*** TEXT

We cruised by the Strawberry Island Lighthouse in Canada’s North Channel at 7 knots in a brisk 25- knot wind. I was aboard Henk Vanderhulst’s Precision 23, Go Gently, and he, despite his 80 years, was unwilling to risk his reputation for leaving the fleet in his wake. Henk worked the tiller with his foot as he reached forward to adjust the sails. “Put me to work,” I volunteered, but Henk, a singlehander for years, prefers to do things his own way.

I had just joined the Trailer/Sailors Association (TSA) for the second week of their annual cruise through the North Channel (having long heard of the area, I promptly invited myself along when I learned of the TSA cruise). We set out from Little Current, one of the few towns along the remote channel, which is bordered by the parklands and forests that make up the North Georgian Bay Recreational Reserve, and passed under its signature swing bridge at 1300. TSA cruisers first visited the area in 1987 and found that the shallow drafts of their 19- to 27-foot boats were ideal for exploring the area. Members now make a yearly pilgrimage—some from as far as Oklahoma and Kansas—to enjoy the sailing and camaraderie.

As the wind picked up and a storm cloud began trailing us to the anchorage, Henk considered shortening sail—until TSA president John Clement, on Taranui, and past-president Wayne Bell, on For Whom the Bells Toil, edged ahead of us. “Maybe not,” he said. Though the conditions were never as good as the week went on, the good-natured rivalry continued unabated.

The North Channel is a hundred-mile stretch of Lake Huron; it runs from St. Mary’s River in the west to Georgian Bay in the east and is separated from the main body of the lake by Manitoulin Island. The up-to-20-mile-wide channel is dotted with islands, and the rugged coastline provides a plethora of inlets. Anchoring is easy in the relatively shallow water. The islands are geologically diverse, some pink granite and others limestone with sandy beaches. The movements of the retreating glaciers that formed the Great Lakes thousands of years ago can be seen in the long striations in the rock, where boulders were dragged by the mile-thick sheets of ice, and in the erratics, rocks of foreign materials deposited by the glaciers.

The sailing season is a mere two months in these northern latitudes, and the North Channel’s rugged beauty and remote and diverse anchorages draw sailors back every year. But it’s not just the surroundings that make the TSA cruise grow (there were 52 registered boats this year, compared to 30 last year); camaraderie is a large part of the draw. Morning and evening radio nets provide a sense of security for less-experienced sailors, and shared local knowledge makes entering new anchorages less stressful. New sailors can learn about handling their boats and profit from seeing the many modifications that can be made to them to make trailersailing more comfortable. Some true newbies learn after gentle reminders from the group that road maps are not the same as nautical charts and that every captain must be responsible for his or her own boat.

******
*** INFORMATION GIVEN

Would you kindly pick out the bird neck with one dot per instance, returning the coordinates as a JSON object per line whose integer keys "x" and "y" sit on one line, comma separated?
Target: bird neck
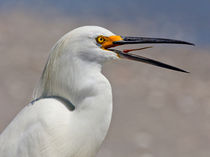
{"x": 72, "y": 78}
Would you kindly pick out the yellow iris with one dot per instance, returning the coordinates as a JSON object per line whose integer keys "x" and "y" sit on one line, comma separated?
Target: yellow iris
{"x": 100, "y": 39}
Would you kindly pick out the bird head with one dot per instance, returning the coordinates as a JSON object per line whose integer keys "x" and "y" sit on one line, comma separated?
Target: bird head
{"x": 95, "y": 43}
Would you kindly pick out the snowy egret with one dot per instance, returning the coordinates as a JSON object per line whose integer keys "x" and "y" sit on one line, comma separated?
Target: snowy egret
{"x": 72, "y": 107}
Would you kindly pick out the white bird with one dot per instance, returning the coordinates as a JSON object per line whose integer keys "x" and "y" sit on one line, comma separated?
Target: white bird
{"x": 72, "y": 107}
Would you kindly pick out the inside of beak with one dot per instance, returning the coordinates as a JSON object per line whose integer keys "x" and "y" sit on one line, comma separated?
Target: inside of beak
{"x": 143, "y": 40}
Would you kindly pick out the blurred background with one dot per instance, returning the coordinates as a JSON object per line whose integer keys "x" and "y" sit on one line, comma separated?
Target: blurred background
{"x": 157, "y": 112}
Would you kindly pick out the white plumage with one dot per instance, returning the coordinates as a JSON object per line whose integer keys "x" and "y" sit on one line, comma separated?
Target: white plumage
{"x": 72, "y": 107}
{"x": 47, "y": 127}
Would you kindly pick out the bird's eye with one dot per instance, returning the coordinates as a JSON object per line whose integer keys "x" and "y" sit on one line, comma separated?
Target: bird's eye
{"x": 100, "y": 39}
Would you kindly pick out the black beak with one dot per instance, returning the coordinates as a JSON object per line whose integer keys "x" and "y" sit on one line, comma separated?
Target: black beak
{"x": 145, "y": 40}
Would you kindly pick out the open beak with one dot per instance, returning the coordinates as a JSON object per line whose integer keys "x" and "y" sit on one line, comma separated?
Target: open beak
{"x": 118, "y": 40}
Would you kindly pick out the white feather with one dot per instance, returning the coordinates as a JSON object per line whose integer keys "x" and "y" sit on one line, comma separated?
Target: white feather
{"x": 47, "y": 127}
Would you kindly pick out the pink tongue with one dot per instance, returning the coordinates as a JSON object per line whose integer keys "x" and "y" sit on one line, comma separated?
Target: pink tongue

******
*** INFORMATION GIVEN

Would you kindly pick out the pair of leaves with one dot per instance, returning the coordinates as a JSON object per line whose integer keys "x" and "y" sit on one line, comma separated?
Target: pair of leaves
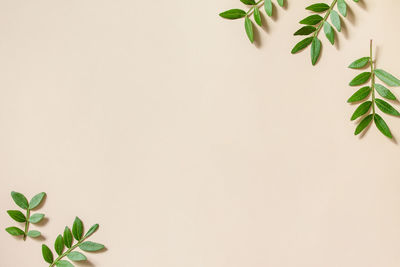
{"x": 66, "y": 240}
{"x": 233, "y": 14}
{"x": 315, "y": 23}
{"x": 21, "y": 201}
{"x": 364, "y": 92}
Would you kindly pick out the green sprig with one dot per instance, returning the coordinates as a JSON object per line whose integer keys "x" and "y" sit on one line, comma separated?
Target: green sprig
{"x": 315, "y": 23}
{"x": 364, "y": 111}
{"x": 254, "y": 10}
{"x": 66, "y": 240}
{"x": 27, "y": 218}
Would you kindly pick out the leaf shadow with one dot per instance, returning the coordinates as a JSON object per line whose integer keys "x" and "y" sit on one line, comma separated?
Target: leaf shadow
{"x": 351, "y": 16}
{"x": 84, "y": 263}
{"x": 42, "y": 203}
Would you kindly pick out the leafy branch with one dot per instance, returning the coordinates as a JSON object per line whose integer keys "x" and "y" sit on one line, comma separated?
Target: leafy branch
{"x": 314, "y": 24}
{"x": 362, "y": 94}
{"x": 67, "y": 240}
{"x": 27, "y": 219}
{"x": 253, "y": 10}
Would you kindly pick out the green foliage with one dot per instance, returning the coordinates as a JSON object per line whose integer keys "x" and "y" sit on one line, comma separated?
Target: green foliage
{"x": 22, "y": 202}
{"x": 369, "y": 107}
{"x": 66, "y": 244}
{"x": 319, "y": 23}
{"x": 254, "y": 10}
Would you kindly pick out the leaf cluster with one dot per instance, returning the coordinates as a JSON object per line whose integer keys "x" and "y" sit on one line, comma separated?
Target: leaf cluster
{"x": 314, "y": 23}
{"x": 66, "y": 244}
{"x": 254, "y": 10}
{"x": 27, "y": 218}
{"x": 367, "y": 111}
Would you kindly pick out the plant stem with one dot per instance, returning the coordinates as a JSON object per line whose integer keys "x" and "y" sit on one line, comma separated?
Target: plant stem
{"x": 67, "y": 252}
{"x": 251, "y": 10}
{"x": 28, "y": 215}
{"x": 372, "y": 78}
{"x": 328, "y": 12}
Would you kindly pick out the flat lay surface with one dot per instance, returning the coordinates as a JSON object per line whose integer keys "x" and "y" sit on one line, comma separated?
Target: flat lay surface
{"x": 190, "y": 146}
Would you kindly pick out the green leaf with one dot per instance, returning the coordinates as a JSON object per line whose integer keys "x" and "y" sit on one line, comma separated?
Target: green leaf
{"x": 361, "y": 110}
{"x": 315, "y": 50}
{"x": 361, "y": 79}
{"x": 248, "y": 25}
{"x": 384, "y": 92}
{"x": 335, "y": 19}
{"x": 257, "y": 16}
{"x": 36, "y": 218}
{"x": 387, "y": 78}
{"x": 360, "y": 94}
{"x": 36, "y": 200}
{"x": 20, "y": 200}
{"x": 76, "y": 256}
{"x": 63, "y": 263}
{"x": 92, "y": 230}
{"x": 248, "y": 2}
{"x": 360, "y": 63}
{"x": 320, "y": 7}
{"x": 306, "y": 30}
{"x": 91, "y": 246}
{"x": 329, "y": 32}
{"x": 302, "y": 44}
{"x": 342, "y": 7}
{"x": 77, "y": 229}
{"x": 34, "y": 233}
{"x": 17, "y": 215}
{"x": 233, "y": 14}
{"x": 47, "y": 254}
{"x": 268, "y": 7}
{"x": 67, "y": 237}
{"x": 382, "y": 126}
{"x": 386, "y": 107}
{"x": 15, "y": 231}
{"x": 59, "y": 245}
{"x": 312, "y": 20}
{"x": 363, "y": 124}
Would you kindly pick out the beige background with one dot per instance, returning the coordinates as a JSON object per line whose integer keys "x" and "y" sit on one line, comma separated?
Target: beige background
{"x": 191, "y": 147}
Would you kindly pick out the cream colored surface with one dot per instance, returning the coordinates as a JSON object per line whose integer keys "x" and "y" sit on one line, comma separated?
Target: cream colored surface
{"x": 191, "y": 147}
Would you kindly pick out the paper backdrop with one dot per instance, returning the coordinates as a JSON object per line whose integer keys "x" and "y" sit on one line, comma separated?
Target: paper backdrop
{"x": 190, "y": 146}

******
*** INFORMATION GIVEN

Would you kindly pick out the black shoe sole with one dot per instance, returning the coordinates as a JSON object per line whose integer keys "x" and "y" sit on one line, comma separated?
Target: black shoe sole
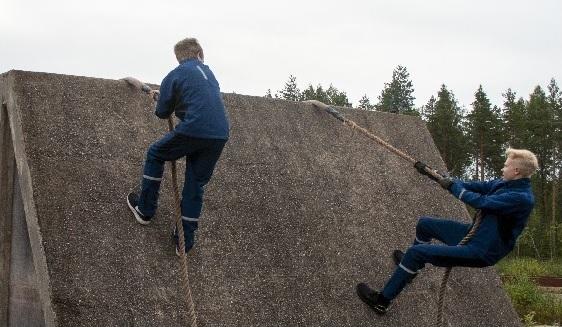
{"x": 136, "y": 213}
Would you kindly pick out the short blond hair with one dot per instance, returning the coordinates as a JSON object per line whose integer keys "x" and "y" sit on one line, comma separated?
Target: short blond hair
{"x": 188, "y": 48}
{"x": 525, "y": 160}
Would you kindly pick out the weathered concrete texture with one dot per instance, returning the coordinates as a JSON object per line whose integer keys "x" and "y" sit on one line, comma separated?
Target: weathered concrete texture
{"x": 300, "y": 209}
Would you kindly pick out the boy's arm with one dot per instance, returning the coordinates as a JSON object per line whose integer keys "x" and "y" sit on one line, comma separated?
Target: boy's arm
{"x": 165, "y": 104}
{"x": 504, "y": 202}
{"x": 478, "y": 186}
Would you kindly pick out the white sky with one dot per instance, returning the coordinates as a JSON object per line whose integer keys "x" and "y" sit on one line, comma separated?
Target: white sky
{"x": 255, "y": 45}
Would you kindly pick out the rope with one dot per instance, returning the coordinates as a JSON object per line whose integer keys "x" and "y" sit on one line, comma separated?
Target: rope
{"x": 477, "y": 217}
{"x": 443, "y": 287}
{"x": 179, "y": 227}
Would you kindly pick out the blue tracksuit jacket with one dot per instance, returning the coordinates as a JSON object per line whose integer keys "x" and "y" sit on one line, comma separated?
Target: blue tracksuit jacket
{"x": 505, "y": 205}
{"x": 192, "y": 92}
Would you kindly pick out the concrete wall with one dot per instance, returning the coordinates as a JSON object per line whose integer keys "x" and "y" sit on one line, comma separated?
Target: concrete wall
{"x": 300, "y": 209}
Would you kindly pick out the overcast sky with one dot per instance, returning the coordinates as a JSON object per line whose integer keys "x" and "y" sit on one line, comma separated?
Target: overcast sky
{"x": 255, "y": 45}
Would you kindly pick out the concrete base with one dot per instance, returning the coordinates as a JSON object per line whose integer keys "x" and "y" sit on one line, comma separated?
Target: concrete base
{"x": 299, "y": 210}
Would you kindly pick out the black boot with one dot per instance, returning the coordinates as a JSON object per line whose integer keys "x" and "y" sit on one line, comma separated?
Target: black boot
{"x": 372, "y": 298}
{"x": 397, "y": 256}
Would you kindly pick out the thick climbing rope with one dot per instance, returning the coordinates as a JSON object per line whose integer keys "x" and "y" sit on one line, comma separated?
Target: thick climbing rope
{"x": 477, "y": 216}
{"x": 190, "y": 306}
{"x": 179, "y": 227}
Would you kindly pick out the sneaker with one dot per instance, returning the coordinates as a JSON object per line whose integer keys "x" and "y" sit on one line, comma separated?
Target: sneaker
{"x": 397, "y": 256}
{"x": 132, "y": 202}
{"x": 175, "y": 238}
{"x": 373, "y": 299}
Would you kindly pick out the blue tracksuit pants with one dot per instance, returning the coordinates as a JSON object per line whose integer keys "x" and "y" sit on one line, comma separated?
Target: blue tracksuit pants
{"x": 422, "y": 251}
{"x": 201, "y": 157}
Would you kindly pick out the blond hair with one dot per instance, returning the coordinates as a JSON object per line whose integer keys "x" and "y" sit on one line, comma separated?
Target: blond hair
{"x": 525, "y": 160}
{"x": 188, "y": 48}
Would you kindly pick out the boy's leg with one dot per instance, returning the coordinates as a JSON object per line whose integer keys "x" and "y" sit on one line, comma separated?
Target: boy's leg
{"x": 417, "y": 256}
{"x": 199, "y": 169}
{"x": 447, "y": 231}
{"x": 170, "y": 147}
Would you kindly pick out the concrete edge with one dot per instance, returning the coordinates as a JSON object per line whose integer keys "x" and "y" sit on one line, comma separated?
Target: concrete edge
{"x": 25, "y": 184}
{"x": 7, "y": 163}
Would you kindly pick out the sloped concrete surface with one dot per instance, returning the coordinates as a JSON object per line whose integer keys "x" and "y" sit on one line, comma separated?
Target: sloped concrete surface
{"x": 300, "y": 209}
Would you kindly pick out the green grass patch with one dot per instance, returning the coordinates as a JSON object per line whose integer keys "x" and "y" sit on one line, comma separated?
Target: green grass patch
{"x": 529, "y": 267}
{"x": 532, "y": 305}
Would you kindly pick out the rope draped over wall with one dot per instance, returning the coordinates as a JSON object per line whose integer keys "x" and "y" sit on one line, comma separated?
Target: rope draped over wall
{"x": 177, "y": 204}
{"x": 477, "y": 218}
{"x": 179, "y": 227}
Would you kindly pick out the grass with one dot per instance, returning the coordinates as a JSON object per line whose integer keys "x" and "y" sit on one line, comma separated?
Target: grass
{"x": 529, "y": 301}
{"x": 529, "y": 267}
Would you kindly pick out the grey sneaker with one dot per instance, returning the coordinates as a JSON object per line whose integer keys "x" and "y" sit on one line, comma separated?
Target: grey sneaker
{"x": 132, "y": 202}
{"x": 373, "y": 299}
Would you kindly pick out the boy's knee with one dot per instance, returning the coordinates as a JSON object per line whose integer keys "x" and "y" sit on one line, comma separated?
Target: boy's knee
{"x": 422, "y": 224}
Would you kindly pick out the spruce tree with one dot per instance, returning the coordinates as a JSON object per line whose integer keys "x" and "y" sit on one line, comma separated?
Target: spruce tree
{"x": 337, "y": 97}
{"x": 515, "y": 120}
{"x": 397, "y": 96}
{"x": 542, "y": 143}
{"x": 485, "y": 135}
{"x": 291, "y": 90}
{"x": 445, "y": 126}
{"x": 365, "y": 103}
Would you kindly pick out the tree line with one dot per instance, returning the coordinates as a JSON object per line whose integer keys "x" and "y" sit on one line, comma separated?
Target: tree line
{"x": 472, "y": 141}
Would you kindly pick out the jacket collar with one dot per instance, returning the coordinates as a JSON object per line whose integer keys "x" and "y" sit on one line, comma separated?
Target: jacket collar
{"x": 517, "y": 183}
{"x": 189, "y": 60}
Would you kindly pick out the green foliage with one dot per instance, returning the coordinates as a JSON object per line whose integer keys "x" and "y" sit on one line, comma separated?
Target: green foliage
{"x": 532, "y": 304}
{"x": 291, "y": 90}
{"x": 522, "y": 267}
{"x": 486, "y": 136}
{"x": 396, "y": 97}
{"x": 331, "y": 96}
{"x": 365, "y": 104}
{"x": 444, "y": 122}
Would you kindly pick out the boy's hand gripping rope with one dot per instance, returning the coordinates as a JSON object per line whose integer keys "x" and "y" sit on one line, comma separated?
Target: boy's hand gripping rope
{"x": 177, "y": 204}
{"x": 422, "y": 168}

******

--- SHORT PROBLEM 1 ---
Please list every boat name that appears in the North Channel text.
--- SHORT PROBLEM 2 ---
Print everything in the North Channel text from "We cruised by" down to "his own way.".

--- WORKED SOLUTION 1 ---
Go Gently, Taranui, For Whom the Bells Toil

--- WORKED SOLUTION 2 ---
We cruised by the Strawberry Island Lighthouse in Canada’s North Channel at 7 knots in a brisk 25- knot wind. I was aboard Henk Vanderhulst’s Precision 23, Go Gently, and he, despite his 80 years, was unwilling to risk his reputation for leaving the fleet in his wake. Henk worked the tiller with his foot as he reached forward to adjust the sails. “Put me to work,” I volunteered, but Henk, a singlehander for years, prefers to do things his own way.